Brano:
= = = =

Questo potrebbe essere visto come un nuovo tentativo di rafforzare le forze armate in una fase in cui apparivano enormemente indebolite le figure apicali, quasi a salvarne la faccia dopo mesi di rischio di defenestrazione.
Kadyrov e Prigozhin, mine vaganti
Un cambiamento che per il Cremlino serve soprattutto in un’ottica politica: valorizzare il ruolo dei capi delle forze armate russe aiuta infatti a frenare le ambizioni di due uomini che durante la guerra sono stati ritenuti fondamentali, e cioè il ceceno Ramzan Kadyrov e il capo della Wagner Yevgeny Prigozhin. I due capi militari, esterni alle forze regolari di Mosca, rappresentano da un lato i vertici di feroci milizie che hanno fornito a Putin le vittorie di cui aveva bisogno per confermare all’opinione pubblica il momentaneo successo dell’invasione.

Dall’altro lato, va anche considerato che un ceceno troppo esuberante e violento e un privato che gestisce una legione di mercenari più preparata dei reparti dell’esercito al fronte hanno influito in modo negativo sia sulla percezione delle forze armate della Federazione sia sulla capacità della Russia, e quindi di Putin, nel gestire un conflitto.

= = = =

Annotazioni di punti su immagini
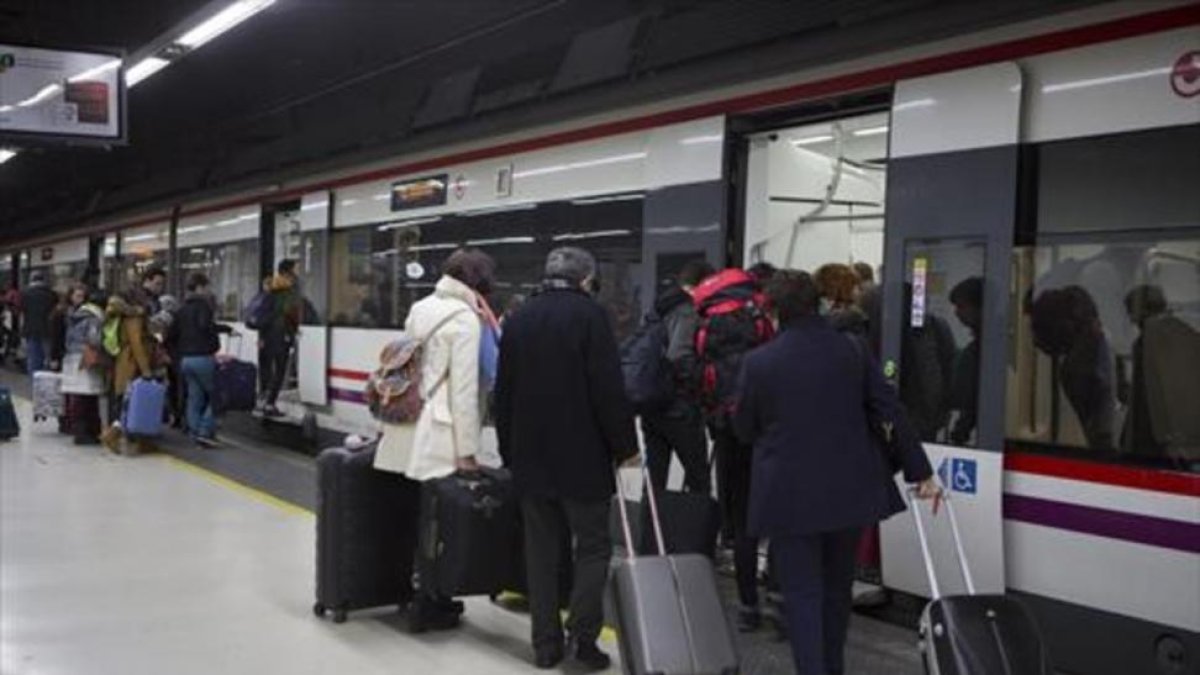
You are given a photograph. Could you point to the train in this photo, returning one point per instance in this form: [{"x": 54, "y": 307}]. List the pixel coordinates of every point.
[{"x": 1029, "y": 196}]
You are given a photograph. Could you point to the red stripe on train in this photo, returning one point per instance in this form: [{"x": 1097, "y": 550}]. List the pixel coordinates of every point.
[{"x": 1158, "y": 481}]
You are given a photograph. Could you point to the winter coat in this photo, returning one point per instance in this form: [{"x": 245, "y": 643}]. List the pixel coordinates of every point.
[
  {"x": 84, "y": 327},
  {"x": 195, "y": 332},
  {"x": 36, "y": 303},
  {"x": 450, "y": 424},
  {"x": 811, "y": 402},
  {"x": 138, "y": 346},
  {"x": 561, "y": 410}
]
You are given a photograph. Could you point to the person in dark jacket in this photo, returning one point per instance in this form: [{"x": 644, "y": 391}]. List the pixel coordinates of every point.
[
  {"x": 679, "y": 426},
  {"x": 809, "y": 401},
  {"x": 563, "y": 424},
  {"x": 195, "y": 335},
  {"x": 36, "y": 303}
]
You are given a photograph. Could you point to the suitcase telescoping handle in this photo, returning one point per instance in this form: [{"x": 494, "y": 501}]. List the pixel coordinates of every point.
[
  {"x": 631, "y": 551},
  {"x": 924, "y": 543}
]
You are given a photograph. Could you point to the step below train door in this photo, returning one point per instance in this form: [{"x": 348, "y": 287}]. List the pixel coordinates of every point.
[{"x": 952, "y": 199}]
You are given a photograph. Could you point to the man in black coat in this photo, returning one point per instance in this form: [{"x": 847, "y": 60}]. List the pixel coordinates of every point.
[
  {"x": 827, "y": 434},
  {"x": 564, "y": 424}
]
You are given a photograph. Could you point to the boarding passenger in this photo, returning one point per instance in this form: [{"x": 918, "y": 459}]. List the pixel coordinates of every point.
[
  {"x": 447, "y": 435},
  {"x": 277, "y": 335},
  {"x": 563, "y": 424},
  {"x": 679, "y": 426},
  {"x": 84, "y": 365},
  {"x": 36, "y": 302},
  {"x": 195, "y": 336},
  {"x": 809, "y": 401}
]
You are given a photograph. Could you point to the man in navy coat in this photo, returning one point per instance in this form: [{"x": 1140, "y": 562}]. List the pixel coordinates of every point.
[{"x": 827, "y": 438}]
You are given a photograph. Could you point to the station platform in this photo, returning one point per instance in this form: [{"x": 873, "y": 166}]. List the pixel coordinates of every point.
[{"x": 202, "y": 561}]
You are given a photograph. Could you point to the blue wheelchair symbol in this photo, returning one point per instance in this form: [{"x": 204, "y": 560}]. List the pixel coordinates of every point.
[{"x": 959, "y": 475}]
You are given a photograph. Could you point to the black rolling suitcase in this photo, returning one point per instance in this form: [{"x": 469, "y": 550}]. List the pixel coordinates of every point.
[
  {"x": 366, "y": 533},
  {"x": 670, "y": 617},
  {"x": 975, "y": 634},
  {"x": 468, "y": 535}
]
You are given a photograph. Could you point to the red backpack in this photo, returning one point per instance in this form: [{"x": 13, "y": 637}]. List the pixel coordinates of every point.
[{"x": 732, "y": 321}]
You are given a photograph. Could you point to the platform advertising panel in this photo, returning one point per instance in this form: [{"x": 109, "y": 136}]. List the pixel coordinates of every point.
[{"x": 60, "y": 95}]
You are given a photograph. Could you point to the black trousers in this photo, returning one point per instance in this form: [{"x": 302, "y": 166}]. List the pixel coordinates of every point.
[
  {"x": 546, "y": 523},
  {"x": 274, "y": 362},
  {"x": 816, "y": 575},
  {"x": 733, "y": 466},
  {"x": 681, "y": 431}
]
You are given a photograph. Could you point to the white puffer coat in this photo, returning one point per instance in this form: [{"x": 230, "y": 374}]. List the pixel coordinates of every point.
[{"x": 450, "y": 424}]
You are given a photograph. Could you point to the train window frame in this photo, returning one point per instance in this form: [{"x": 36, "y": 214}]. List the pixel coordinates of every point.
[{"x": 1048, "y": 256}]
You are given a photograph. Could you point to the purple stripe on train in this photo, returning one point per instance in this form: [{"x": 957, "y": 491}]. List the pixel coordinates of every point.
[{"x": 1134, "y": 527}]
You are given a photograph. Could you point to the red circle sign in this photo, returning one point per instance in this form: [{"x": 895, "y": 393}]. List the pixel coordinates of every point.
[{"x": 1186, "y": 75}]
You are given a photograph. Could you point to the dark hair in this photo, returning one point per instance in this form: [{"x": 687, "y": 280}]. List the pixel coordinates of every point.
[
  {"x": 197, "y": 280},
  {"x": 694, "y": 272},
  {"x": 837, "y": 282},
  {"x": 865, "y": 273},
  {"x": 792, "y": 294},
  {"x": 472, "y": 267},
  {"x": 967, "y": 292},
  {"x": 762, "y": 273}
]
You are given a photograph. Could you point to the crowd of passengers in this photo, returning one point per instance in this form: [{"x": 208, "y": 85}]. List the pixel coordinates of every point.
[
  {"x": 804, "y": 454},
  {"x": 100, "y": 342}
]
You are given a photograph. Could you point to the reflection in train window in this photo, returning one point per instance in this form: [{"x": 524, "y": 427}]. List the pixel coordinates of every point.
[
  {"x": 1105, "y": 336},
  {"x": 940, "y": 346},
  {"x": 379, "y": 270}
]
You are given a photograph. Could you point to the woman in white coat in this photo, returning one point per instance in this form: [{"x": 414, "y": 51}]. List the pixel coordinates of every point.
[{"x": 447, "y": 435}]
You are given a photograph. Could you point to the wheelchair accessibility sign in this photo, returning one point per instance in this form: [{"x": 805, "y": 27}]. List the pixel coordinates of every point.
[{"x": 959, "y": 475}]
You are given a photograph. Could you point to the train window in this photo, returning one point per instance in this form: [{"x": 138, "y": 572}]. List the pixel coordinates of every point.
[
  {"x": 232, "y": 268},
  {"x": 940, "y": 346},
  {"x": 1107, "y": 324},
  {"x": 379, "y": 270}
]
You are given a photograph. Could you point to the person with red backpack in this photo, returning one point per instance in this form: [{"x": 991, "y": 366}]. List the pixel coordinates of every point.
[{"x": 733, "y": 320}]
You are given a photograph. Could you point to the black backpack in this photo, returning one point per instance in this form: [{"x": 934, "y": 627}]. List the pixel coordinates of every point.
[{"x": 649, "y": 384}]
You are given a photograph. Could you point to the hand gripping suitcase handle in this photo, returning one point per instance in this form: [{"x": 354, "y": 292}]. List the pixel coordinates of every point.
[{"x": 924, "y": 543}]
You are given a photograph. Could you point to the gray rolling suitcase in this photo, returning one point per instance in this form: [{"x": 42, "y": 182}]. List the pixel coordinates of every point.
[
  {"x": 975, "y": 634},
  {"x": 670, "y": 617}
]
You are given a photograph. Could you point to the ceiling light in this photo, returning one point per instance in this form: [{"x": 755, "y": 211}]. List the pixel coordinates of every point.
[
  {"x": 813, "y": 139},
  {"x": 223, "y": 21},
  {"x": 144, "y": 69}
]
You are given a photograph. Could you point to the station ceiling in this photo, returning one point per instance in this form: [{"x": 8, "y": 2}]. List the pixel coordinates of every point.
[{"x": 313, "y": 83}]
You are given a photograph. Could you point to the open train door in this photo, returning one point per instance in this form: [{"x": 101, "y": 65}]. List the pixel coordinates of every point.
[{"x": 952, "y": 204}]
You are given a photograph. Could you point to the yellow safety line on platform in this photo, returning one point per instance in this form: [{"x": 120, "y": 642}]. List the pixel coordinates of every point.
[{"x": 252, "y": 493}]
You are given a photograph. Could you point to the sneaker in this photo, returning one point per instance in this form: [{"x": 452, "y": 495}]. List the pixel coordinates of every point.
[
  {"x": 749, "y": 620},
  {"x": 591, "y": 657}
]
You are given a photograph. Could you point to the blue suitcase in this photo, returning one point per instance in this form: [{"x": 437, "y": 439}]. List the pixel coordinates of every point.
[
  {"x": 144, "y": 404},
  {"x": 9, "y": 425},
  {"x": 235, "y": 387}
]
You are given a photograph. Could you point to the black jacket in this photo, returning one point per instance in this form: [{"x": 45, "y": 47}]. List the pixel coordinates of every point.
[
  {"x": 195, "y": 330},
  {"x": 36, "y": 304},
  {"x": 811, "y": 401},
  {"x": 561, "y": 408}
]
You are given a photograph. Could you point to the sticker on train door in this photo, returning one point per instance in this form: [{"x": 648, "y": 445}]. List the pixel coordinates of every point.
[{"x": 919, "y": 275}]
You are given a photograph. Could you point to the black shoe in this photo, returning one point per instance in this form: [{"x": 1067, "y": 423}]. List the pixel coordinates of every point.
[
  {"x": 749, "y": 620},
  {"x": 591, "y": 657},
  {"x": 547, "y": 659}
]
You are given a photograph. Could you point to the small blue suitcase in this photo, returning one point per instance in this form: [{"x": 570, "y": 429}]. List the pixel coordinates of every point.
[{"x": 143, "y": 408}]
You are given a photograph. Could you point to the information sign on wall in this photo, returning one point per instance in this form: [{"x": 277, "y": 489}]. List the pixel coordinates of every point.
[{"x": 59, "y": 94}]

= = = =

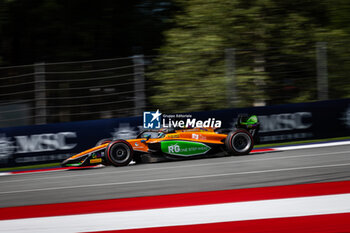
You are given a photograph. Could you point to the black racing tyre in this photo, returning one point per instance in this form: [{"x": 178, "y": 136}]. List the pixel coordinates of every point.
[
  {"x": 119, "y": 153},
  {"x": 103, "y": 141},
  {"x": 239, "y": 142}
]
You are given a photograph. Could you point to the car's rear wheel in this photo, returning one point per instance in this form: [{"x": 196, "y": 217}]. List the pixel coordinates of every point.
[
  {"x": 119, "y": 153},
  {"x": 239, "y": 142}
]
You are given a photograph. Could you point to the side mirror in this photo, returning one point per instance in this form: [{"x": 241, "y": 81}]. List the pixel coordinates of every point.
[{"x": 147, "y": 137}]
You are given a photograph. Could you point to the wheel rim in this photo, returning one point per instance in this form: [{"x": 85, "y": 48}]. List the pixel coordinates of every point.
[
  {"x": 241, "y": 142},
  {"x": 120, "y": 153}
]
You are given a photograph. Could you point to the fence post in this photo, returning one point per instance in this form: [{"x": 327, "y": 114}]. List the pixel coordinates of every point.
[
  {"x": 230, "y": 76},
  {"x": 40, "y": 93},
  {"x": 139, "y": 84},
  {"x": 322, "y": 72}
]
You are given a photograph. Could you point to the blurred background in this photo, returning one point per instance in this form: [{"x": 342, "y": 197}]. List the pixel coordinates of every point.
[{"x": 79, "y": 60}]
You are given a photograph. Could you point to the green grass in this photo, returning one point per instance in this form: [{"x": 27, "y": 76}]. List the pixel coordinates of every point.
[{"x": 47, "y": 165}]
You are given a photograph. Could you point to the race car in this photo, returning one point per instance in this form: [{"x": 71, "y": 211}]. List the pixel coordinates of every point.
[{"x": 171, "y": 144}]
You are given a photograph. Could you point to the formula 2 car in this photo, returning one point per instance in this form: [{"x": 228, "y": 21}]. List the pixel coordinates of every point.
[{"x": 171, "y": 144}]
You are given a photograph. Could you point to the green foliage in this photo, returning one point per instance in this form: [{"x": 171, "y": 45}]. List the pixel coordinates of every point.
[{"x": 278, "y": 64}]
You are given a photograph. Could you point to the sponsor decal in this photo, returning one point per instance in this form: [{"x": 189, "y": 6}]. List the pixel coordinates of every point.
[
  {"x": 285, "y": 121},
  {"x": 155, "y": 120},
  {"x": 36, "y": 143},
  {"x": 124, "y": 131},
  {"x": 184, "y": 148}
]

= = = =

Consegna 1: Secondo il brano, chi è il capo della Wagner?
Consegna 2: Elenca tutte le persone nominate nel brano.
Consegna 3: Scrivi il seguito del brano su Kadyrov e Prigozhin, a partire dalla sua ultima frase.
Le righe non servono per svolgere il lavoro.

Risposta 1: Yevgeny Prigozhin.

Risposta 2: Ramzan Kadyrov, Yevgeny Prigozhin, Putin

Risposta 3:
I due uomini, leader politici e in un certo senso anche carismatici, sono stati addirittura inseriti nella lista dei potenziali successori di Putin in caso di golpe dei cosiddetti “falchi”. E il rischio di uno strisciante golpe di boiardi o di rinascita dei secessionismi non ha certamente rafforzato la loro posizione nel cerchio magico di Putin dopo che invece per anni (e nel primo anno di guerra) sono apparsi tra i fedelissimi dello “zar”.
Intorno alla figura di Putin, si riconoscono poi una serie di personalità sempre meno fondamentali nelle logiche pubbliche del potere. La narrazione dei fedelissimi si è andata perdendo nel corso del conflitto lasciando in disparte personaggi che invece avevano un peso politico – più o meno pubblico – anche rilevante.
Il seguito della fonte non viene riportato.